TASK REQUIREMENTS »
(A) Print the part of the scheduler patch message that opens with the words containing "public inbox for" and closes with "Message-ID: <20130208144601.GA13327@google.com> (raw)", with no changes.
(B) Collect every line of the records that contains the string "orange", treating uppercase and lowercase as different.
## Start EXTRACT PROVIDED
Re: [PATCH] sched: initialize runtime to non-zero on cfs bw set

public inbox for linux-kernel@vger.kernel.org
 help / color / mirror / Atom feed

From: Paul Turner <pjt@google.com>
To: Vladimir Davydov <vdavydov@parallels.com>
Cc: Peter Zijlstra <peterz@infradead.org>,
	Ingo Molnar <mingo@redhat.com>,
	devel@openvz.org, linux-kernel@vger.kernel.org
Subject: Re: [PATCH] sched: initialize runtime to non-zero on cfs bw set
Date: Fri, 8 Feb 2013 06:46:01 -0800	[thread overview]
Message-ID: <20130208144601.GA13327@google.com> (raw)
In-Reply-To: <1360307446-26978-1-git-send-email-vdavydov@parallels.com>

On Fri, Feb 08, 2013 at 11:10:46AM +0400, Vladimir Davydov wrote:
> If cfs_rq->runtime_remaining is <= 0 then either
> - cfs_rq is throttled and waiting for quota redistribution, or
> - cfs_rq is currently executing and will be throttled on
>   put_prev_entity, or
> - cfs_rq is not throttled and has not executed since its quota was set
>   (runtime_remaining is set to 0 on cfs bandwidth reconfiguration).
## End EXTRACT PROVIDED
## Start DATA EXTRACT
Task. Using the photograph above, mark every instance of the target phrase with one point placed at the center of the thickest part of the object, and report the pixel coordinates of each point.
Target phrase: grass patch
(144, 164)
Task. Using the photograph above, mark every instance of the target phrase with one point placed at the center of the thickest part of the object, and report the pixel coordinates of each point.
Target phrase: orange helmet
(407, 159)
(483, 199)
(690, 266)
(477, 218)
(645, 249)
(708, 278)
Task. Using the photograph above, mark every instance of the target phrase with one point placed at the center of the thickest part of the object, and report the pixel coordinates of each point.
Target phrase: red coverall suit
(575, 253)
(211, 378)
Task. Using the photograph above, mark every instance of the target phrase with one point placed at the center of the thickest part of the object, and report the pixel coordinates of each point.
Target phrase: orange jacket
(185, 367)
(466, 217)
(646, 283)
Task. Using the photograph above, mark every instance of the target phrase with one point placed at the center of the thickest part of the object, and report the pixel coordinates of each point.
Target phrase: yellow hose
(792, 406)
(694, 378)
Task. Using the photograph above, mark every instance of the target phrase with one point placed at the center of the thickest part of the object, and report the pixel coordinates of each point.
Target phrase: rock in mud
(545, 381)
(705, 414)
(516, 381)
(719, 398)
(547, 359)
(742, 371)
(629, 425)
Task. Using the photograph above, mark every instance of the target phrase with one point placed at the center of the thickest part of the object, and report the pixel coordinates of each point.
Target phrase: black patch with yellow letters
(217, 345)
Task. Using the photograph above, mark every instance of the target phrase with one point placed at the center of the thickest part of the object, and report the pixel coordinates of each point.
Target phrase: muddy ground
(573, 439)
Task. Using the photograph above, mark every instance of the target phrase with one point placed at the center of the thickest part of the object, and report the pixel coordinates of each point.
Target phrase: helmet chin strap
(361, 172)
## End DATA EXTRACT
## Start DATA EXTRACT
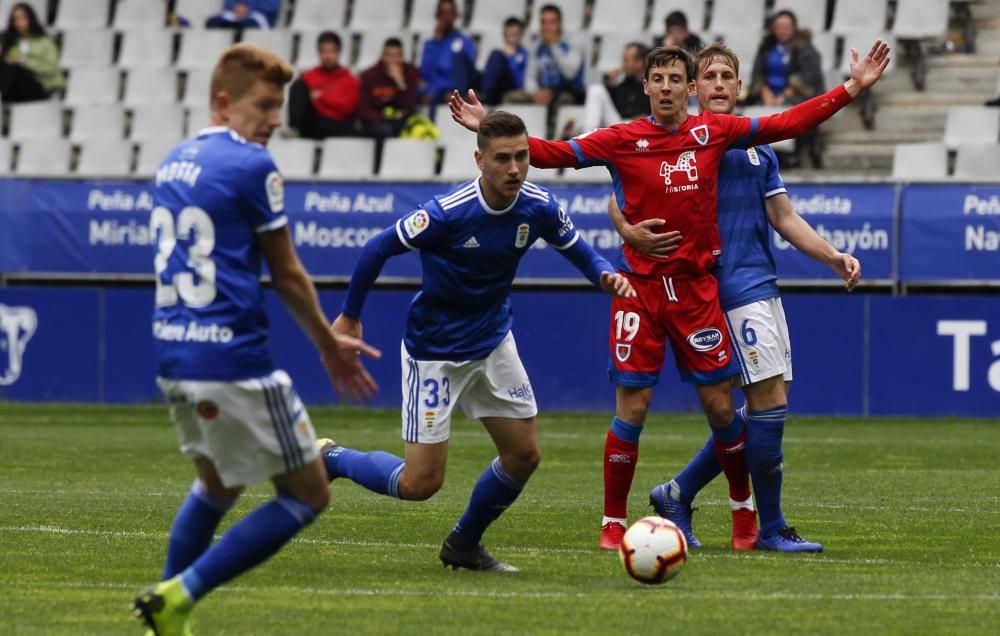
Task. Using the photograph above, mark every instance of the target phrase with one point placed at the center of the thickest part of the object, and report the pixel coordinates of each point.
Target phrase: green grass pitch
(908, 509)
## End DATA EXTRACT
## Start DATA EXTRACT
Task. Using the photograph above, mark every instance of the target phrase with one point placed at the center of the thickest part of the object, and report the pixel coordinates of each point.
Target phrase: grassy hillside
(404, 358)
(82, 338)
## End DATA EXTRACT
EXPECTED RESPONSES »
(A)
public inbox for linux-kernel@vger.kernel.org
 help / color / mirror / Atom feed

From: Paul Turner <pjt@google.com>
To: Vladimir Davydov <vdavydov@parallels.com>
Cc: Peter Zijlstra <peterz@infradead.org>,
	Ingo Molnar <mingo@redhat.com>,
	devel@openvz.org, linux-kernel@vger.kernel.org
Subject: Re: [PATCH] sched: initialize runtime to non-zero on cfs bw set
Date: Fri, 8 Feb 2013 06:46:01 -0800	[thread overview]
Message-ID: <20130208144601.GA13327@google.com> (raw)

(B)
Target phrase: orange helmet
Target phrase: orange jacket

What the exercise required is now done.